--- Task statement ---
Arrange every line of the listing below as a Markdown table with the columns "Row" and "Line". Number each line, and leave out blank lines and pictures.
-- start Record excerpts --
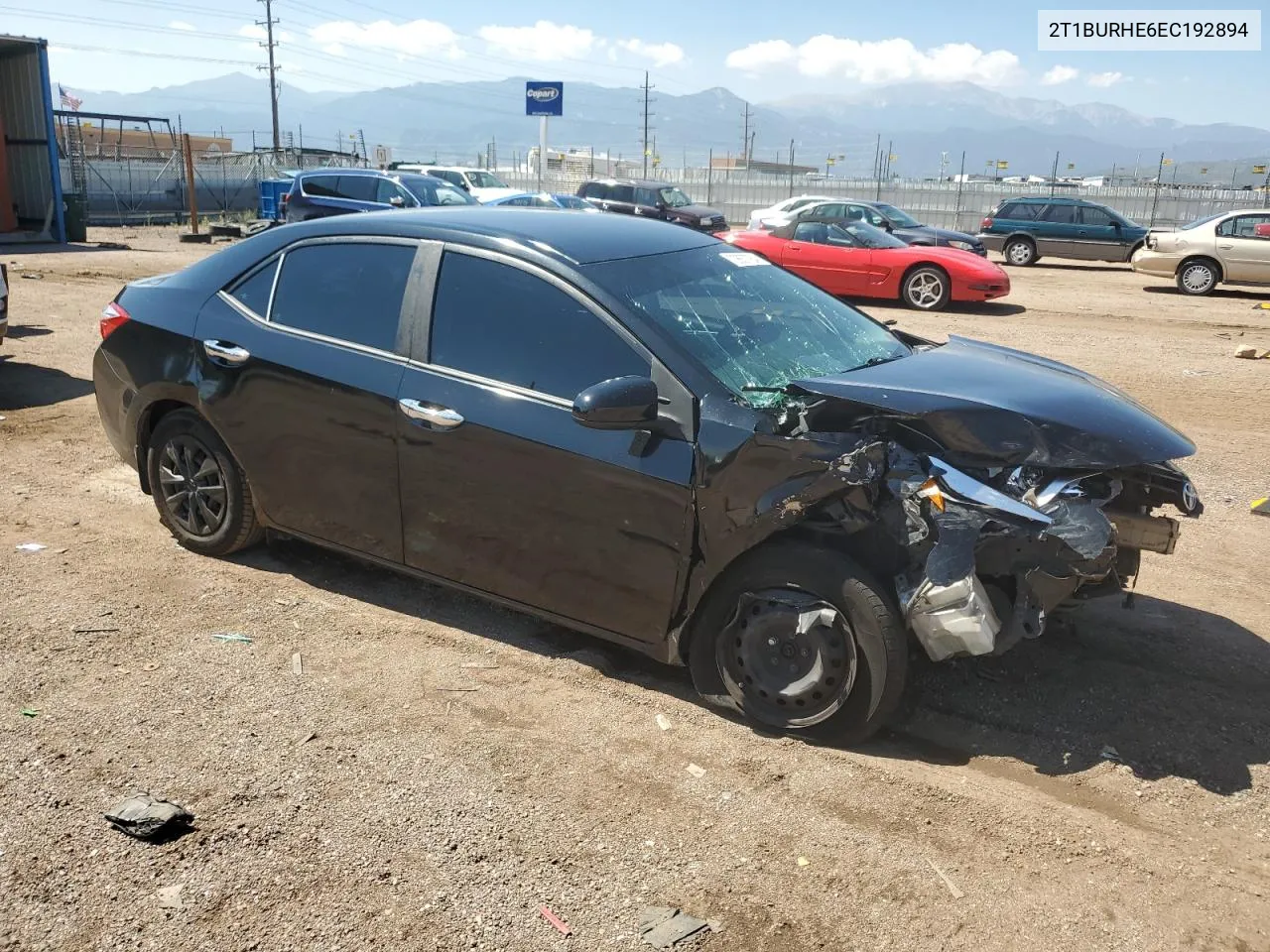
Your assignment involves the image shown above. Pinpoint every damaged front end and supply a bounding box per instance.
[892,459,1201,661]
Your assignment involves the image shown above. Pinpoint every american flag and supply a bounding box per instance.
[58,82,83,109]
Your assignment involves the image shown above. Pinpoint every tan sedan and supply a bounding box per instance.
[1133,208,1270,295]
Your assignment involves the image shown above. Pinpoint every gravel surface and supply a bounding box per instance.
[0,228,1270,952]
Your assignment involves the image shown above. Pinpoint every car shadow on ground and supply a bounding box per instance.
[871,597,1270,794]
[0,354,92,410]
[847,298,1028,320]
[239,539,1270,794]
[5,323,54,340]
[1142,285,1270,304]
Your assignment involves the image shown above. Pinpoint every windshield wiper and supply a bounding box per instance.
[844,354,908,373]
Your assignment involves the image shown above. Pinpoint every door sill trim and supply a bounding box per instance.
[256,527,682,665]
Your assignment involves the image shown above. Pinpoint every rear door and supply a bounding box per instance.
[781,222,869,296]
[1076,204,1129,262]
[195,237,418,562]
[1033,202,1081,258]
[1216,212,1270,283]
[398,248,694,643]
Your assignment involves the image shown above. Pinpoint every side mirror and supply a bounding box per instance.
[572,377,657,430]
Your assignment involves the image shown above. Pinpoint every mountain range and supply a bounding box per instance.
[64,73,1270,185]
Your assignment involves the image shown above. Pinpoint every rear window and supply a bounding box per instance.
[339,176,380,202]
[993,202,1045,221]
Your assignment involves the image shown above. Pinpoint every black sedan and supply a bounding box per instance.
[94,208,1201,742]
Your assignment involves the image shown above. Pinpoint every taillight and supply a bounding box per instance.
[101,300,132,340]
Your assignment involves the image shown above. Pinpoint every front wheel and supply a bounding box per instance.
[1002,239,1039,268]
[146,410,263,556]
[1178,259,1220,298]
[901,264,952,311]
[689,543,908,744]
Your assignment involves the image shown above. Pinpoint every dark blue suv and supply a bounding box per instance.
[283,169,480,222]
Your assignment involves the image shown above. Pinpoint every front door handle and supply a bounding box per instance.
[203,340,251,367]
[398,400,463,430]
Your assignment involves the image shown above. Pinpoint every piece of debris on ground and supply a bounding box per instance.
[539,906,572,935]
[155,886,186,908]
[639,906,710,948]
[104,793,194,840]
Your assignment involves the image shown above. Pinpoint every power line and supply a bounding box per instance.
[255,0,282,153]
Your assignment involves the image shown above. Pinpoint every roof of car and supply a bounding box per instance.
[585,178,675,187]
[191,205,718,271]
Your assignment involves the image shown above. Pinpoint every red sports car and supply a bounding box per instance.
[720,218,1010,311]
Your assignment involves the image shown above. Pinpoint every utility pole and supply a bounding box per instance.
[640,72,653,178]
[255,0,282,153]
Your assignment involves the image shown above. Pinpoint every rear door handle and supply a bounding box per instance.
[203,340,251,367]
[398,400,463,430]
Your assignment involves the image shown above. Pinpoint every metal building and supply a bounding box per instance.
[0,35,66,245]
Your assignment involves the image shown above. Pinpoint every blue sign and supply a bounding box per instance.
[525,80,564,115]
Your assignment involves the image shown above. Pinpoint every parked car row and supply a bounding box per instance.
[92,206,1203,743]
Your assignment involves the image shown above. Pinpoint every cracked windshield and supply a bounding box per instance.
[588,248,909,408]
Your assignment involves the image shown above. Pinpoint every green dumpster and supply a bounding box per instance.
[63,191,87,241]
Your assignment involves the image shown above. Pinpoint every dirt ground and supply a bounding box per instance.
[0,230,1270,952]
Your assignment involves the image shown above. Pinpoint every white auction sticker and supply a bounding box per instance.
[1036,10,1261,52]
[718,251,771,268]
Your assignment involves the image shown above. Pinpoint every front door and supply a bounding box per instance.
[195,239,417,561]
[781,221,869,298]
[398,250,694,643]
[1216,212,1270,283]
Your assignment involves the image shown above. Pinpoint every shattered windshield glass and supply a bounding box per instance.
[586,242,911,408]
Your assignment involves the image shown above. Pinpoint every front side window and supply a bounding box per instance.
[1040,204,1076,225]
[653,187,693,208]
[300,176,344,198]
[1080,205,1115,227]
[585,243,911,408]
[428,251,650,400]
[270,241,416,350]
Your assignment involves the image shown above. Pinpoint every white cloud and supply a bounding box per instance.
[1085,72,1124,89]
[725,33,1022,86]
[617,40,684,66]
[476,20,600,62]
[1040,66,1080,86]
[309,20,462,60]
[724,40,797,72]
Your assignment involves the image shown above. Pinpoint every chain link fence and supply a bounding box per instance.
[499,169,1270,234]
[61,150,362,225]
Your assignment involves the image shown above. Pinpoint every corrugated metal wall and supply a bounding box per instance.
[0,37,56,227]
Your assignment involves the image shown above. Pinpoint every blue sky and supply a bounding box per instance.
[0,0,1270,127]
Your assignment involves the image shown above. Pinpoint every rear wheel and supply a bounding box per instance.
[1002,239,1038,268]
[146,410,263,556]
[1178,258,1221,298]
[689,543,908,744]
[901,264,952,311]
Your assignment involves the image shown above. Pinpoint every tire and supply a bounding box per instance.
[899,264,952,311]
[146,410,264,557]
[687,542,908,745]
[1178,258,1221,298]
[1001,239,1040,268]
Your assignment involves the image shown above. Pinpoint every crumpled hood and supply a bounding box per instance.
-- end Record excerpts --
--- Exercise solution ---
| Row | Line |
|---|---|
| 1 | Your assignment involves the image shown above. Pinpoint every damaged front end and supply a bounding box per instance. |
| 2 | [892,459,1201,661] |
| 3 | Your assignment involves the image shown above. Pinpoint every american flag and supply a bounding box per instance. |
| 4 | [58,82,83,109] |
| 5 | Your assignment involves the image shown above. Pinpoint every tan sedan and supply a bounding box per instance. |
| 6 | [1133,208,1270,295] |
| 7 | Your assignment involves the image shown above. Pinpoint every gravel surface and supply a bounding box per instance. |
| 8 | [0,228,1270,952] |
| 9 | Your assignment involves the image shown above. Pinpoint every car shadow on ground and supply a bounding box per instance. |
| 10 | [871,597,1270,794] |
| 11 | [0,354,92,410] |
| 12 | [847,298,1028,320] |
| 13 | [239,539,1270,794] |
| 14 | [5,323,54,340] |
| 15 | [1142,285,1270,304] |
| 16 | Your assignment involves the image shown above. Pinpoint every windshield wiper and supply a bounding box per instance. |
| 17 | [844,354,908,373] |
| 18 | Your assignment involves the image shown above. Pinpoint every door sill trim and supply a bounding box per instance. |
| 19 | [256,527,682,665] |
| 20 | Your assignment involves the image shown above. Pinpoint every rear door and supply a bounding box per instance. |
| 21 | [781,222,869,296] |
| 22 | [1076,204,1129,262] |
| 23 | [195,237,418,562] |
| 24 | [1033,202,1081,258] |
| 25 | [1216,212,1270,283] |
| 26 | [398,248,694,643] |
| 27 | Your assignment involves the image shown above. Pinpoint every side mirror and supply a bounding box per instance. |
| 28 | [572,377,657,430] |
| 29 | Your assignment involves the image shown above. Pinpoint every mountain range and supply a bounding box per instance. |
| 30 | [64,73,1270,185] |
| 31 | Your assignment involves the image shown above. Pinpoint every rear window and supply a bounding box per instance. |
| 32 | [339,176,380,202] |
| 33 | [993,202,1045,221] |
| 34 | Your assignment involves the image shown above. Pinpoint every black sedan and supply a bounding box per instance. |
| 35 | [94,208,1201,742] |
| 36 | Your assignment involves the image shown above. Pinpoint every taillight and supply a bounding box per instance. |
| 37 | [101,300,132,340] |
| 38 | Your assignment involves the image shown above. Pinpoint every front wheel and supply a bounding box per instance. |
| 39 | [1002,239,1039,268] |
| 40 | [146,410,263,556] |
| 41 | [1178,259,1220,298] |
| 42 | [901,264,952,311] |
| 43 | [689,543,908,744] |
| 44 | Your assignment involves the image shown above. Pinpoint every dark blue suv and supply a bounding box per instance. |
| 45 | [283,169,480,222] |
| 46 | Your assignment involves the image shown above. Pinpoint every front door handle and supply a bounding box per instance. |
| 47 | [203,340,251,367] |
| 48 | [398,400,463,430] |
| 49 | Your assignment involves the image shown above. Pinpoint every piece of debris on ground and supply a bounding box per instance. |
| 50 | [539,906,572,935] |
| 51 | [155,886,186,908] |
| 52 | [639,906,710,948] |
| 53 | [104,793,194,840] |
| 54 | Your assignment involves the image shown above. Pinpoint every power line and supply a bounding box per instance. |
| 55 | [255,0,282,153] |
| 56 | Your assignment involves the image shown above. Pinpoint every roof of car and supply a bounding box per instance. |
| 57 | [585,178,675,187] |
| 58 | [191,205,718,271] |
| 59 | Your assignment involves the image shown above. Pinpoint every red sports car and supply a bounding box per instance. |
| 60 | [720,218,1010,311] |
| 61 | Your assignment involves the image shown above. Pinpoint every utility pole and supply a bounding box per instance. |
| 62 | [640,72,653,178] |
| 63 | [255,0,282,153] |
| 64 | Your assignment involves the image shown above. Pinpoint every rear door handle and supply a bounding box per instance. |
| 65 | [203,340,251,367] |
| 66 | [398,400,463,430] |
| 67 | Your assignment involves the image shown above. Pinpoint every metal building and supply a bounding box per instance. |
| 68 | [0,35,66,245] |
| 69 | Your assignment involves the image shown above. Pinpoint every blue sign and supply a bounding box per instance. |
| 70 | [525,80,564,115] |
| 71 | Your assignment involves the image shown above. Pinpoint every parked car row and supply a bounding box per instance. |
| 72 | [92,206,1203,743] |
| 73 | Your assignment involves the image shown above. Pinpoint every cracked windshield and supply a bounding box per instance. |
| 74 | [588,248,909,408] |
| 75 | Your assignment involves the image shown above. Pinpoint every green dumpster and supply a bounding box per instance. |
| 76 | [63,191,87,241] |
| 77 | Your assignment involves the image shown above. Pinpoint every dirt ground and supply a bounding box per instance. |
| 78 | [0,230,1270,952] |
| 79 | Your assignment involves the image shown above. Pinpoint every white auction sticker and supply a bounding box per instance. |
| 80 | [1036,10,1261,52] |
| 81 | [718,251,771,268] |
| 82 | Your assignment involves the image shown above. Pinpoint every front door and supply a bounding box per instance. |
| 83 | [195,239,417,561] |
| 84 | [781,221,869,298] |
| 85 | [398,250,694,643] |
| 86 | [1216,212,1270,283] |
| 87 | Your assignment involves the image shown above. Pinpoint every shattered windshield glass and supply a bounding box per instance. |
| 88 | [586,242,911,408] |
| 89 | Your assignment involves the image shown above. Pinpoint every front side window and supply a bounding box per instance. |
| 90 | [1040,204,1076,225] |
| 91 | [653,187,693,208] |
| 92 | [300,176,344,198] |
| 93 | [1080,205,1115,227] |
| 94 | [585,243,911,408] |
| 95 | [428,251,650,400] |
| 96 | [270,241,416,350] |
| 97 | Your assignment involves the image shown above. Pinpoint every white cloud and supply a bounding box per instance. |
| 98 | [1085,72,1124,89] |
| 99 | [725,33,1022,86] |
| 100 | [617,40,684,66] |
| 101 | [476,20,600,62] |
| 102 | [1040,66,1080,86] |
| 103 | [309,20,462,60] |
| 104 | [724,40,797,72] |
| 105 | Your assignment involves the image shown above. Pinpoint every chain link fence and supply a bounding box per instance. |
| 106 | [499,169,1270,234] |
| 107 | [61,150,362,225] |
| 108 | Your assignment involves the image shown above. Pinpoint every corrugated metal wall and supply a bounding box per instance. |
| 109 | [0,37,56,227] |
| 110 | Your assignment involves the image shown above. Pinpoint every blue sky and supply a bounding box per instance. |
| 111 | [0,0,1270,127] |
| 112 | Your assignment involves the image shown above. Pinpoint every rear wheel and supply a bounding box per instance. |
| 113 | [1002,239,1038,268] |
| 114 | [146,410,263,556] |
| 115 | [1178,258,1221,298] |
| 116 | [689,543,908,744] |
| 117 | [901,264,952,311] |
| 118 | Your assignment involves the image shown above. Pinpoint every tire and supply a bounding box per instance. |
| 119 | [899,264,952,311] |
| 120 | [146,410,264,557] |
| 121 | [687,542,908,745] |
| 122 | [1178,258,1221,298] |
| 123 | [1001,239,1040,268] |
| 124 | Your assignment involves the image shown above. Pinpoint every crumpled hood and supply a bounding box per instance. |